==== Records provided

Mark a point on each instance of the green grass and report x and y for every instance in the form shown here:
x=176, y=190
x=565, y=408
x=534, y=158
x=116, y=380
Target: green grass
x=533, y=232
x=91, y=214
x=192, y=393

========

## Task goal
Transcribe every entry verbatim.

## Task answer
Mark a point on each instance of the green grass and report x and y for every instance in the form shown here:
x=176, y=190
x=565, y=408
x=534, y=158
x=116, y=380
Target: green grass
x=533, y=232
x=91, y=214
x=192, y=393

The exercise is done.